TASK TO CARRY OUT: Every line below needs to be printed again exactly, without any of its pictures.

DATA FOR ANALYSIS:

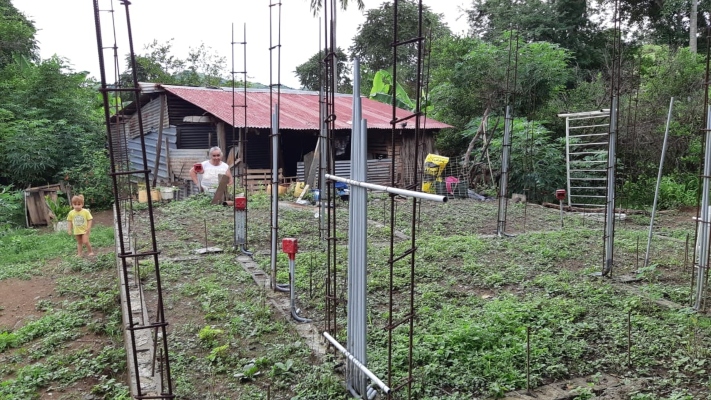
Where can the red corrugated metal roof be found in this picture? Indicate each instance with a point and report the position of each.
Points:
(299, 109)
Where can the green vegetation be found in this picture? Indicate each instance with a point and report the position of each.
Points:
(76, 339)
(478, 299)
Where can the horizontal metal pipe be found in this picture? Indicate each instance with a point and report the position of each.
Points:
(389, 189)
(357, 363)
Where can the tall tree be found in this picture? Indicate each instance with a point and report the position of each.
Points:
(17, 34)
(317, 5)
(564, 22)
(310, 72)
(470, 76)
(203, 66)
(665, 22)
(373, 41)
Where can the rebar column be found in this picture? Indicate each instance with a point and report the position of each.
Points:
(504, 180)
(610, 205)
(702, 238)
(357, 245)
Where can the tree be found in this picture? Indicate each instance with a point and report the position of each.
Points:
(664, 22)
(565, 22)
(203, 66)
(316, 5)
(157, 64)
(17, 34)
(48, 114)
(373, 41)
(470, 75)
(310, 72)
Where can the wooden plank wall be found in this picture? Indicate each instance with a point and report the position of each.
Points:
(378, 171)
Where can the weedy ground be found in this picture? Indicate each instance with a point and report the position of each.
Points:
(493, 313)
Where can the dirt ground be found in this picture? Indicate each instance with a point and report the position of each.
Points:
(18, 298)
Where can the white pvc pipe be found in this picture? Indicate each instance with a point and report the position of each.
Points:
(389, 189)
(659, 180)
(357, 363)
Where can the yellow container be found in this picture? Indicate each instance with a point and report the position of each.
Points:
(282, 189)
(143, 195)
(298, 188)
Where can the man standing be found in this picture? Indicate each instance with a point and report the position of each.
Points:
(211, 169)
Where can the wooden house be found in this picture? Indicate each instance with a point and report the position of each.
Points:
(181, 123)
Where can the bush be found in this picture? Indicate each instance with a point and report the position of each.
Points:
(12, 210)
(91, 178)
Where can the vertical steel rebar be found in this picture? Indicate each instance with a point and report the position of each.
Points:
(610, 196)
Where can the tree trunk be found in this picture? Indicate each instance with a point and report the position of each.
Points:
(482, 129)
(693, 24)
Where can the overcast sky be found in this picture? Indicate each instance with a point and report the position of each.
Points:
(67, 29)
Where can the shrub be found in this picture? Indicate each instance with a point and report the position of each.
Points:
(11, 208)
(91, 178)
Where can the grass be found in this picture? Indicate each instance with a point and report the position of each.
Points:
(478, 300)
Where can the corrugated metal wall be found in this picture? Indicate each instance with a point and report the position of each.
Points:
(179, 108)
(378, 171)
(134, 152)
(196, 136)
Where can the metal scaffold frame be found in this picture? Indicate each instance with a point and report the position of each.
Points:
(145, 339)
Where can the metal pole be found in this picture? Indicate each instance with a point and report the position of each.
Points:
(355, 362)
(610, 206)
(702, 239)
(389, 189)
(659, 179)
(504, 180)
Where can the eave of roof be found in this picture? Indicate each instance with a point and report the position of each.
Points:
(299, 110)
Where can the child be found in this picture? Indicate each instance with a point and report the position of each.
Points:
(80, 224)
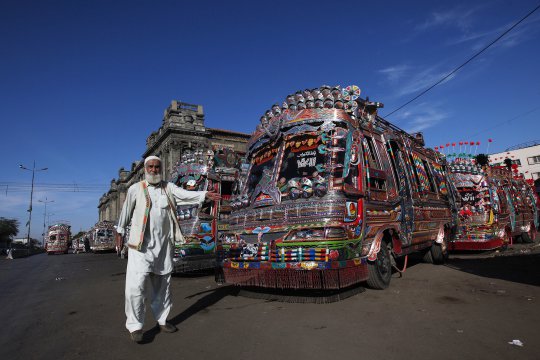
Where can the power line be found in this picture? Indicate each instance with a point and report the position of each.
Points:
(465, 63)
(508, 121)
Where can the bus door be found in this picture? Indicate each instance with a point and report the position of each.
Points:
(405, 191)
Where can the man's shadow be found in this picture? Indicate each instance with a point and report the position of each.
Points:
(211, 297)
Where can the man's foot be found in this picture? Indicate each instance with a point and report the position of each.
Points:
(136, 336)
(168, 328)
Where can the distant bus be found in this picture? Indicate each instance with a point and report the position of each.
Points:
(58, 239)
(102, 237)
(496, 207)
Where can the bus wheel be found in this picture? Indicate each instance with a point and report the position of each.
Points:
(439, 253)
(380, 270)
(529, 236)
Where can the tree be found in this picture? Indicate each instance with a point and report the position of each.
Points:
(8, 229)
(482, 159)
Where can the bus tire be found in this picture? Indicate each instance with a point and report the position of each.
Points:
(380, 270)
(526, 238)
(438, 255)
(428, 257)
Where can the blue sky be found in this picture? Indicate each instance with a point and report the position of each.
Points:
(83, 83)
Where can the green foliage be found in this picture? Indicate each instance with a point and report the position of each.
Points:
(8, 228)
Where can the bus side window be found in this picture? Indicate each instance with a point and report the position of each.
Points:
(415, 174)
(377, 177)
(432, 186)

OUTPUT FOR THIS EXERCISE:
Where can the red corrugated metal roof be found in this picture? Indicate each instance with a point and report the position of each.
Points:
(299, 109)
Where can the green vegetation be found in this picture? Indicate each instance with a point and report the position of each.
Points:
(76, 339)
(478, 299)
Where can the horizontal metal pipe be found in this picture? Indicate each instance with a point and report the position of each.
Points:
(389, 189)
(357, 363)
Where can the tall tree be found in this picture? Indicate each instance with a point and report the position of each.
Points:
(17, 34)
(317, 5)
(564, 22)
(310, 72)
(470, 76)
(203, 66)
(665, 22)
(373, 41)
Where can the rebar column be found in this picture? Indicate each instance with a point and report the position of each.
Points:
(504, 180)
(610, 205)
(702, 238)
(357, 245)
Where can the tree be found in this picture? Indicate each instance with a point and report the position of each.
Points:
(664, 22)
(565, 22)
(203, 66)
(316, 5)
(157, 64)
(17, 34)
(48, 114)
(373, 41)
(470, 75)
(310, 72)
Where can the wooden plank wall be found in this picture? Indicate each instance with a point and report the position of each.
Points:
(378, 171)
Where can the weedy ground be found in this picture? Indicate each instance with a point and report the position of each.
Points:
(493, 313)
Where can the dirt ground be found in this picture? Indicate each instance with a point and report the position of each.
Points:
(18, 298)
Where can the white pvc pipe be found in this picture? Indicate each instance with a point and report the position of each.
Points:
(389, 189)
(659, 180)
(357, 363)
Where can the yellow container be found in this picture? Indicate each instance with a point and report the position of each.
Points:
(282, 189)
(143, 195)
(298, 188)
Where can the man standing be found in this picture? Indicate each instance with a point and report the position of each.
Points:
(211, 169)
Where can the wooden house be found in this picture? Indicate each instance with a point and report the position of each.
Points:
(181, 123)
Where can the bush be found in this picture? Indicate each instance with a point and report the position of each.
Points:
(12, 210)
(91, 178)
Where can the vertical steel rebar be found in this picture? Indicate each instance with a point and report the position of each.
Points:
(610, 196)
Where can the tree trunk be found in this picture? Indicate each instance with a point and report the position of each.
Points:
(482, 129)
(693, 24)
Where can the overcast sky be found in this picture? Indicate each instance with a point and report the position of each.
Points:
(67, 29)
Where can the shrub be found in this picture? Indicate each instance with a point and report the position of each.
Points:
(11, 208)
(91, 178)
Where can the grass be found in this picture? Indicate each instance with a point and report the position of each.
Points:
(478, 300)
Where can the corrugated metal wall be found in this picture? Indicate each instance with a point and report the position of each.
Points:
(179, 108)
(378, 171)
(134, 152)
(196, 136)
Where can the metal scaffold frame be found in this picture? Indicate each instance with a point and report the position of each.
Points:
(145, 339)
Where can the metal pole be found in this picture? Indicate each instance with a point and report the position of each.
Points:
(355, 362)
(610, 206)
(702, 239)
(389, 189)
(659, 179)
(504, 180)
Where can the eave of roof be found in this picture? Indicate each instance with a point and report the position of each.
Points:
(299, 110)
Where can the child be found in this picture? Indicate each instance with a point and report the position of each.
Points:
(80, 224)
Where can the power line be found in this picture? Indicate each instance with a point and report the position of each.
Points:
(465, 63)
(508, 121)
Where can the bus door be found in this picture? Indicate each instance with a point and report the position of each.
Points:
(405, 191)
Where can the man's shadow be found in this picture? Indicate each instance with a point and report the position of each.
Points:
(211, 297)
Where can the man's foot be found in this picture? Indicate each instance with a point and report the position of each.
Points:
(136, 336)
(168, 328)
Where can the distant bus be found in this picture? Indicate each instance with a point and report the position of each.
Points:
(58, 239)
(102, 237)
(496, 207)
Where can the bus wheel be found in this picture? Indicate each instance with a point and report the position of each.
Points:
(439, 253)
(380, 270)
(529, 236)
Where can the tree be found in this picture? Indicate each instance with a point and report the position of each.
Points:
(8, 229)
(482, 159)
Where can the bus tire be found in this picture? Indicate each instance with a point and report the position of each.
Points:
(380, 270)
(526, 238)
(438, 255)
(428, 257)
Where can the blue sky be found in this picture? Indicate each instance with a point and report the position of each.
Points:
(83, 83)
Where can the green foliage be found in this picture? Indicate each instance with a point and report the position of each.
Points:
(8, 228)
Where can the bus side window be found in this picture? Indicate each instance with a point and report the position of each.
Points:
(415, 174)
(377, 177)
(432, 186)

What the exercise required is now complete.